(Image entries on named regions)
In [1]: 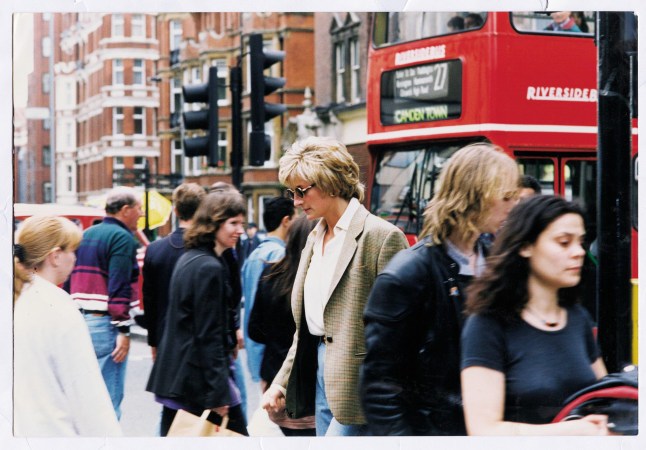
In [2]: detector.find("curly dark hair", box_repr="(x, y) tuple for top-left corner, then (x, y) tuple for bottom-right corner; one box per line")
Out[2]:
(466, 195), (584, 321)
(184, 190), (247, 248)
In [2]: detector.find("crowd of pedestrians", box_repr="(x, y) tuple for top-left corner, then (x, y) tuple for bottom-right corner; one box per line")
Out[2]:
(14, 137), (609, 436)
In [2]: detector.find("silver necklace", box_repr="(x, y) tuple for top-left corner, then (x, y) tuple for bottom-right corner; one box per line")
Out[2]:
(525, 306), (562, 328)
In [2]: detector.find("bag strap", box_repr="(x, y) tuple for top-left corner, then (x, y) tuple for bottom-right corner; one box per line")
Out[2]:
(200, 409), (229, 429)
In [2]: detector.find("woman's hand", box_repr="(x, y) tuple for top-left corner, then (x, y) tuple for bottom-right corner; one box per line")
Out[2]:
(260, 384), (285, 412)
(573, 414), (609, 436)
(211, 405), (229, 417)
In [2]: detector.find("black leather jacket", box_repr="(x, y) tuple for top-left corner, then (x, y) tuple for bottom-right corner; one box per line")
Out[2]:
(360, 238), (478, 436)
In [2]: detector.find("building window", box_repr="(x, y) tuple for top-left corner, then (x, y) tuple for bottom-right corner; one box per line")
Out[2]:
(132, 14), (146, 37)
(112, 106), (123, 135)
(170, 78), (182, 113)
(191, 66), (202, 83)
(132, 156), (146, 169)
(67, 164), (74, 192)
(43, 181), (52, 203)
(168, 20), (182, 51)
(334, 42), (345, 103)
(65, 123), (72, 148)
(40, 36), (52, 58)
(132, 59), (144, 85)
(112, 14), (123, 37)
(350, 38), (361, 102)
(43, 73), (51, 94)
(43, 145), (52, 167)
(112, 59), (123, 86)
(132, 106), (146, 135)
(213, 59), (229, 105)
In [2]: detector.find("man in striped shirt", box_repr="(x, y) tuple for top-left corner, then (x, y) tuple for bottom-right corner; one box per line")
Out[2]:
(70, 187), (143, 418)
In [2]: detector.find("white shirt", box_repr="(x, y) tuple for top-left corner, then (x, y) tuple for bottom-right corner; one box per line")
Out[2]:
(303, 198), (361, 336)
(14, 276), (122, 437)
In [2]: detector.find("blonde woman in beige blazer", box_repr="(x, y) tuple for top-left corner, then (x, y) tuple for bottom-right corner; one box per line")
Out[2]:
(262, 137), (408, 436)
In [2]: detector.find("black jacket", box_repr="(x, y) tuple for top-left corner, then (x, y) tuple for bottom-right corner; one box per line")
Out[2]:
(146, 248), (230, 410)
(360, 238), (478, 436)
(142, 228), (184, 347)
(249, 265), (296, 383)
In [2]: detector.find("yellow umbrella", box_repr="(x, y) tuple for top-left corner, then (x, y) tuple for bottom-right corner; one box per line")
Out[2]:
(137, 191), (173, 230)
(85, 191), (173, 230)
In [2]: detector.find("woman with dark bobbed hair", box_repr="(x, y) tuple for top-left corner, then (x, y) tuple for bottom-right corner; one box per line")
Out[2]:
(462, 196), (608, 435)
(146, 191), (248, 436)
(249, 216), (316, 436)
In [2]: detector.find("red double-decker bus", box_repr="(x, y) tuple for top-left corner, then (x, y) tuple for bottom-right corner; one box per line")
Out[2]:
(366, 11), (637, 361)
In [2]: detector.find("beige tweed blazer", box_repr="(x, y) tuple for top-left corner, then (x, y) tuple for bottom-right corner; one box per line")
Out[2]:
(274, 206), (408, 425)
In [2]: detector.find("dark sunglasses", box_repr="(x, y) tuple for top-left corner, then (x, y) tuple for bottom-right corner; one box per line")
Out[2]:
(285, 184), (315, 200)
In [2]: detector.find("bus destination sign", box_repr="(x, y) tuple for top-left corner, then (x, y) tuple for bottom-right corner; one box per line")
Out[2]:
(381, 60), (462, 125)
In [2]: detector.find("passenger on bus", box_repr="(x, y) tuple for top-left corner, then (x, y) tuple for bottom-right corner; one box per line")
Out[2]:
(464, 13), (484, 29)
(13, 216), (122, 437)
(262, 137), (408, 436)
(545, 11), (581, 33)
(572, 11), (590, 33)
(518, 175), (541, 200)
(360, 143), (519, 435)
(446, 16), (464, 33)
(146, 190), (248, 436)
(462, 195), (608, 435)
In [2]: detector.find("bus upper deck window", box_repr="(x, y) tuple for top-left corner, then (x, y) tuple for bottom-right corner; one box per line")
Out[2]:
(373, 11), (487, 47)
(511, 11), (595, 37)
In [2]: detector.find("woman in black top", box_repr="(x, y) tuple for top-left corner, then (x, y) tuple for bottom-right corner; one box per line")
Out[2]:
(146, 191), (248, 436)
(249, 216), (316, 436)
(462, 195), (608, 435)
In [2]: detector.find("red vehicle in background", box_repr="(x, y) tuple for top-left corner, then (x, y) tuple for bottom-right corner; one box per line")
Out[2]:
(366, 12), (638, 363)
(13, 203), (150, 315)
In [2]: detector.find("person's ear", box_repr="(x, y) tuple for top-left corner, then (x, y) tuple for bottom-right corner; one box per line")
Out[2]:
(518, 244), (533, 258)
(47, 247), (62, 267)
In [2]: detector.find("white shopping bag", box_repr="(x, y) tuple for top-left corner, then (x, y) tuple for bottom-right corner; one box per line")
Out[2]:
(247, 408), (284, 437)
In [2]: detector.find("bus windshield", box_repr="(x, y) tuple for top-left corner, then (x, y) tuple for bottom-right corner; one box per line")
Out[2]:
(511, 11), (595, 37)
(370, 141), (480, 235)
(372, 11), (487, 47)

▶ **WRITTEN PROBLEM**
Write out all of the records above word for word, omitting the pictures.

▶ **TASK SOLUTION**
In [1]: 
In [2]: detector.find("curly dark hair", box_repr="(x, y) tuple for top-left corner, then (x, y) tuple for bottom-right corner; one box per line")
Out[2]:
(466, 195), (584, 321)
(184, 190), (247, 248)
In [2]: detector.find("crowd of pedestrians", box_repr="(x, y) tuple for top-left corner, then (x, y) tuple for bottom-right corner; one box per line")
Out[2]:
(14, 137), (609, 436)
In [2]: detector.find("silver necklace", box_repr="(x, y) tuple for top-left corner, then (x, y) tuple for bottom-right corner; one box per line")
Out[2]:
(525, 306), (562, 328)
In [2]: detector.find("bag strap", box_repr="(x, y) tuple for top-left corner, then (x, y) tuple for bottom-right corner; one box per line")
Out[2]:
(200, 409), (229, 429)
In [2]: detector.find("woman's hand", box_repr="(x, y) tuple for top-left corner, then (x, y) tuple for bottom-right corner; one box per line")
Out[2]:
(260, 384), (285, 412)
(573, 414), (609, 436)
(211, 405), (229, 417)
In [2]: detector.find("black leather jacket", box_repr="(x, y) tuple for top-left corner, then (x, y) tuple for bottom-right corner; one box per line")
Out[2]:
(360, 238), (478, 436)
In [2]: detector.find("building window", box_repr="(x, y) tuple for top-left corner, then (x, y) tuple for bottom-right corner; one box per line")
Out[2]:
(132, 14), (146, 37)
(112, 106), (123, 135)
(170, 78), (182, 113)
(191, 66), (202, 83)
(132, 156), (146, 169)
(67, 164), (74, 192)
(43, 181), (52, 203)
(168, 20), (182, 51)
(334, 42), (345, 103)
(65, 123), (72, 148)
(40, 36), (52, 58)
(132, 59), (144, 85)
(112, 14), (123, 37)
(350, 38), (361, 102)
(43, 73), (51, 94)
(43, 145), (52, 167)
(112, 59), (123, 86)
(132, 106), (146, 135)
(213, 59), (229, 105)
In [2]: detector.find("man in striped shirt", box_repr="(x, y) tuple for top-left corner, then (x, y) tuple for bottom-right corner; one box per line")
Out[2]:
(70, 187), (143, 418)
In [2]: detector.find("white shirt", box_repr="(x, y) tuple for top-left corner, then (x, y) tuple for bottom-right corner; one box per line")
Out[2]:
(303, 198), (361, 336)
(14, 276), (122, 437)
In [2]: detector.find("blonde woman in beige blazer", box_repr="(x, y) tuple for top-left corner, then (x, y) tuple for bottom-right corner; one box per line")
Out[2]:
(262, 137), (408, 436)
In [2]: detector.find("black jacket", box_repr="(x, y) tuple for top-left corner, then (x, y) tuple for bottom-right corner; one box per line")
Out[2]:
(146, 248), (230, 410)
(360, 238), (478, 436)
(142, 228), (184, 347)
(249, 265), (296, 383)
In [2]: detector.find("yellow umbrella", box_repr="(x, y) tuple for top-left corner, then (x, y) tuple for bottom-right corner; one box per line")
Out[2]:
(137, 191), (173, 230)
(85, 191), (173, 230)
In [2]: detector.find("woman with dark bobbed hair", box_repr="(x, y) tuple for top-left corner, then (x, y) tuple for bottom-right corner; one box per line")
Out[2]:
(462, 196), (608, 435)
(146, 191), (248, 436)
(249, 216), (316, 436)
In [2]: detector.find("red double-decker bus", box_repr="(x, y) tuple for top-left corner, then (x, y) tuple for bottom-right corner; one box per line")
Out[2]:
(366, 11), (637, 361)
In [2]: detector.find("beige tweed blazer", box_repr="(x, y) tuple for top-left corner, then (x, y) tuple for bottom-right corner; one box per line")
Out[2]:
(274, 206), (408, 425)
In [2]: detector.find("dark sunglasses", box_repr="(x, y) tuple for top-left corner, then (x, y) tuple for bottom-right corner; one box per line")
Out[2]:
(285, 184), (315, 200)
In [2]: detector.find("bus destination sign", box_repr="(x, y) tuple for top-left corner, then (x, y) tuple for bottom-right corner; one box per line")
Out[2]:
(381, 60), (462, 125)
In [2]: detector.find("passenger on bus", box_repr="(x, y) tuple for top-left corner, then (x, y) tuple for bottom-right corner; one box per line")
Out[2]:
(464, 13), (484, 29)
(13, 216), (122, 437)
(262, 137), (408, 436)
(545, 11), (581, 33)
(572, 11), (590, 33)
(518, 175), (541, 200)
(360, 143), (519, 435)
(446, 16), (464, 33)
(146, 190), (248, 436)
(462, 195), (608, 435)
In [2]: detector.find("bus upper deck window", box_repr="(x, y) tuple for top-left corner, then (x, y) tuple for bottom-right corner; one box per line")
Out[2]:
(373, 11), (487, 47)
(511, 11), (595, 37)
In [2]: detector.find("woman in black top", box_repr="(x, y) tuple for top-left corner, then (x, y) tuple for bottom-right corner; one box per line")
Out[2]:
(146, 191), (248, 436)
(249, 216), (316, 436)
(462, 195), (608, 435)
In [2]: detector.find("red vehicle in background", box_repr="(x, y) tuple for top-left corner, then (x, y) tuple for bottom-right corner; one box per line")
Out[2]:
(366, 12), (638, 363)
(13, 203), (150, 315)
In [2]: detector.find("person's ear", box_repr="(x, y) tuple for top-left corner, then (x, y) tuple for bottom-right corner; one box per line")
Out[2]:
(518, 244), (533, 258)
(47, 247), (62, 267)
In [2]: detector.find("white shopping bag", box_repr="(x, y) tuple for top-left corner, then (x, y) tuple for bottom-right corner; one box per line")
Out[2]:
(247, 408), (284, 437)
In [2]: detector.find("bus windshield", box_repr="(x, y) tuple for top-left corner, then (x, y) tuple for bottom-right corner; one box per line")
Out[2]:
(511, 11), (595, 37)
(370, 141), (480, 235)
(372, 11), (487, 47)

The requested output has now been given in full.